◆ To do:
Turn the rows starting at the line containing "Tag blue hard hat above." and ending at the line containing "[238,95,246,105]" into a numbered list, skipping any blank lines.

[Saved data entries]
────────────────

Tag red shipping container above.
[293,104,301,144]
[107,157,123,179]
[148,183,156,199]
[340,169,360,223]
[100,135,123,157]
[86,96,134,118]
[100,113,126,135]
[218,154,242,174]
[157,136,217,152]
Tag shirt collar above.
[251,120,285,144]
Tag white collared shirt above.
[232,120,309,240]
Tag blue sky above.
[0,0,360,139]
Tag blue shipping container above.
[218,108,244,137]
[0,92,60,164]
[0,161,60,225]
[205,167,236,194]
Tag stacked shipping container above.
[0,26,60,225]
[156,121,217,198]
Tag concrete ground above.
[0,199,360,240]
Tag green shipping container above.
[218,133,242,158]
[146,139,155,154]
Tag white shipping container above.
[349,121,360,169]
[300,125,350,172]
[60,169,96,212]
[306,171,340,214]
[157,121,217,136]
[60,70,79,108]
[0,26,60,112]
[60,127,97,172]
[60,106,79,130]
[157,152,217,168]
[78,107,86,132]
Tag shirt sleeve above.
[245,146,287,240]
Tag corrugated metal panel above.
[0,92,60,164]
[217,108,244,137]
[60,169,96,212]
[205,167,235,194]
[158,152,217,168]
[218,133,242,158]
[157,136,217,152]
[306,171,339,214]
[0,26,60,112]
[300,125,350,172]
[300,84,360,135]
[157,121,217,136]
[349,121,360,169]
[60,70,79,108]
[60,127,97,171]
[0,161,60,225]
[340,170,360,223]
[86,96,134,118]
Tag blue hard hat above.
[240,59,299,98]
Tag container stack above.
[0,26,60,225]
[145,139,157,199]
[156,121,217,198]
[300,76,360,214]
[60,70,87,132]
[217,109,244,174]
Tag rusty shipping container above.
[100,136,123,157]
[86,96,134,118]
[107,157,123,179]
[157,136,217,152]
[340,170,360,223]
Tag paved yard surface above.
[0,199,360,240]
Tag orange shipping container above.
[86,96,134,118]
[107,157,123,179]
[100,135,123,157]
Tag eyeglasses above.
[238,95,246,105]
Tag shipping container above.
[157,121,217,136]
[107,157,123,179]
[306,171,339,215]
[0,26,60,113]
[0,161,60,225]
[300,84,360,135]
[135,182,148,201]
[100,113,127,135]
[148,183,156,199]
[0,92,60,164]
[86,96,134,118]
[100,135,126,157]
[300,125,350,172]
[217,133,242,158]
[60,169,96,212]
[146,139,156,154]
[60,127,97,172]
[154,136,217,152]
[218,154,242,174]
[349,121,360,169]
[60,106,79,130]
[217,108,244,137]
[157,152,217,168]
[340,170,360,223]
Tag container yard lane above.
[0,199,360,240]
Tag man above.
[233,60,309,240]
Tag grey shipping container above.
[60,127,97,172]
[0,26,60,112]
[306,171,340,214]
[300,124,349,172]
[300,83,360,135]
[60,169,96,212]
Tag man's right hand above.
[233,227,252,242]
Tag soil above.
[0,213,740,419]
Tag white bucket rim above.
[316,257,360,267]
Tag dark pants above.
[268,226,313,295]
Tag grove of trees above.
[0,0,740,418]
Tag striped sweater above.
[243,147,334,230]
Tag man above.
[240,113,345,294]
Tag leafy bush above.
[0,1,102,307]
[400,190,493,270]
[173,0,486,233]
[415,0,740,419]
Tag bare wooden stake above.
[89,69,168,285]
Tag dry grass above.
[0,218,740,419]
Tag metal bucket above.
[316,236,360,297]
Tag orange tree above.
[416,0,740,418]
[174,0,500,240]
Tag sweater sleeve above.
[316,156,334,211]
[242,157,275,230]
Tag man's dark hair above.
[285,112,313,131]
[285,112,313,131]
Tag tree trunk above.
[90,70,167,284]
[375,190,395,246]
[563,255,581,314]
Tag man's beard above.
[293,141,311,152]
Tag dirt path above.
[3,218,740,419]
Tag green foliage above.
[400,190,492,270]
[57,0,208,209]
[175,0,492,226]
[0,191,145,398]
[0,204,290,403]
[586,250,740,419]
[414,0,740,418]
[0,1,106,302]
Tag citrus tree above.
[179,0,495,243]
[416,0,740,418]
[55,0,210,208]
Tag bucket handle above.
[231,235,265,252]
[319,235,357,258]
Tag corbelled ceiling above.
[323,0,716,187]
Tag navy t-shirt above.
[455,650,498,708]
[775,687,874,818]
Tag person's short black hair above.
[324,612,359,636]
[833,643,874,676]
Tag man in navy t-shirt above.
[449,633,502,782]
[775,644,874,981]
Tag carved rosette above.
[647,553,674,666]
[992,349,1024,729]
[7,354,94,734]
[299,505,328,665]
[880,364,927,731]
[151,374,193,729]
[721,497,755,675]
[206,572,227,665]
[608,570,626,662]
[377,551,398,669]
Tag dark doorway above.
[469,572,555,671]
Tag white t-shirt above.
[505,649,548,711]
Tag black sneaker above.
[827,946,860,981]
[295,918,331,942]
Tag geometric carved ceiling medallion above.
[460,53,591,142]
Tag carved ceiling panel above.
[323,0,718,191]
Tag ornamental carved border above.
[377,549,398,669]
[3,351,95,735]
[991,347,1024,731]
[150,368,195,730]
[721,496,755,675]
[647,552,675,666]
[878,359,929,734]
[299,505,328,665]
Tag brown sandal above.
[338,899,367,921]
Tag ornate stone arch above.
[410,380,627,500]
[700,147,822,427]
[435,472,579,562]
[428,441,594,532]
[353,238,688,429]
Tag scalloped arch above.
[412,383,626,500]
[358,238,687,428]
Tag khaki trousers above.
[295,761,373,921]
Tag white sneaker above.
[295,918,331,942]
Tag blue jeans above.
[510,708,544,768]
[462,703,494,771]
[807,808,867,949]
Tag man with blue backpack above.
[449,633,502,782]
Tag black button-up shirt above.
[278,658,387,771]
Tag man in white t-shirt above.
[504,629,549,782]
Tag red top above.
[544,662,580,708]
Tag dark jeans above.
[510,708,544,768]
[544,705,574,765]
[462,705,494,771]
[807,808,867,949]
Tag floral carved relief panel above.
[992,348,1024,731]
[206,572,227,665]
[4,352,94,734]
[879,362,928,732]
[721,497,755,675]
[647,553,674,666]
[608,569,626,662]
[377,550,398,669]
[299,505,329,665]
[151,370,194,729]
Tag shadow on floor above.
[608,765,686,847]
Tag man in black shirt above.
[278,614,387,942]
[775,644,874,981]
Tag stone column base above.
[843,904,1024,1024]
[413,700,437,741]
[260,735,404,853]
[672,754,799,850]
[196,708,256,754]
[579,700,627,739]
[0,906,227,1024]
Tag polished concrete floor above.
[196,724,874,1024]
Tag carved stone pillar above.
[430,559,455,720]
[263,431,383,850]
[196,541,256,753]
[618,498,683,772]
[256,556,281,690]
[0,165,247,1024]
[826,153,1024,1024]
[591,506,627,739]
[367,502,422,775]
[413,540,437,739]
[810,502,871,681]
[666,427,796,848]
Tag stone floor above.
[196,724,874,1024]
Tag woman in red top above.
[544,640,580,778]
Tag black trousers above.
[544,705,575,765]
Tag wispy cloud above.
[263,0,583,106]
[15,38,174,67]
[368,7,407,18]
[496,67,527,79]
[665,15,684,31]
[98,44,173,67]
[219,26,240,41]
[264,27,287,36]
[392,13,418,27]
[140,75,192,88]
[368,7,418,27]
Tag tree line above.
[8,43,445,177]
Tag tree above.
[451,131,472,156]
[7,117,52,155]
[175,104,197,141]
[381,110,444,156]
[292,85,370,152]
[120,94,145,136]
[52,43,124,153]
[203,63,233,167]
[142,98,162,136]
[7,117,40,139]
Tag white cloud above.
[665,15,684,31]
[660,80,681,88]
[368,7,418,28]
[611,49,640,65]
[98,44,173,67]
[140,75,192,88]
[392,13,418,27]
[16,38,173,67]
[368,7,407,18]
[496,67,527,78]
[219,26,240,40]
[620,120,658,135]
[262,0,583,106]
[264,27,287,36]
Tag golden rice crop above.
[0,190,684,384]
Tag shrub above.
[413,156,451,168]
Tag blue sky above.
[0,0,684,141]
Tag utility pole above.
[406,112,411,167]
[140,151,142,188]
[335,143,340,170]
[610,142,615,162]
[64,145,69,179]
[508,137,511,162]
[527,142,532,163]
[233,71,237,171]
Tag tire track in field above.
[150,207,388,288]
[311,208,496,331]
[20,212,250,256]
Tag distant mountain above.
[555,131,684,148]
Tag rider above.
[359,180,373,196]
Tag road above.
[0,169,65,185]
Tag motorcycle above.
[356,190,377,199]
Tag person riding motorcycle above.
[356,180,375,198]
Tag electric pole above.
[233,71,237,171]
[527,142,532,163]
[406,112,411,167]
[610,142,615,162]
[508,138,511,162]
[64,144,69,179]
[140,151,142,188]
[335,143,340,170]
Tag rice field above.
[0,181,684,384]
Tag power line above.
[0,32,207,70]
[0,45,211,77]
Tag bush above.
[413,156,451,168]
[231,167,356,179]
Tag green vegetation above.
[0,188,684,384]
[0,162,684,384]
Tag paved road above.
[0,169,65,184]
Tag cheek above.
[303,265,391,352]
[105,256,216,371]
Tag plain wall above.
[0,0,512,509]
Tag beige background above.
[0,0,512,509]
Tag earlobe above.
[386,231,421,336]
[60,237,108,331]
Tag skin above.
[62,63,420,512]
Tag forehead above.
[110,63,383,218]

────────────────

◆ Reply:
1. Tag blue hard hat above.
2. [240,59,299,98]
3. Tag container stack above.
4. [0,26,60,225]
5. [145,139,157,199]
6. [156,121,217,198]
7. [300,76,360,214]
8. [60,70,87,132]
9. [217,109,244,174]
10. Tag rusty shipping container above.
11. [100,136,123,157]
12. [86,96,134,118]
13. [107,157,123,179]
14. [157,136,217,152]
15. [340,170,360,223]
16. Tag paved yard surface above.
17. [0,199,360,240]
18. Tag orange shipping container above.
19. [86,96,134,118]
20. [107,157,123,179]
21. [100,135,123,157]
22. Tag eyeglasses above.
23. [238,95,246,105]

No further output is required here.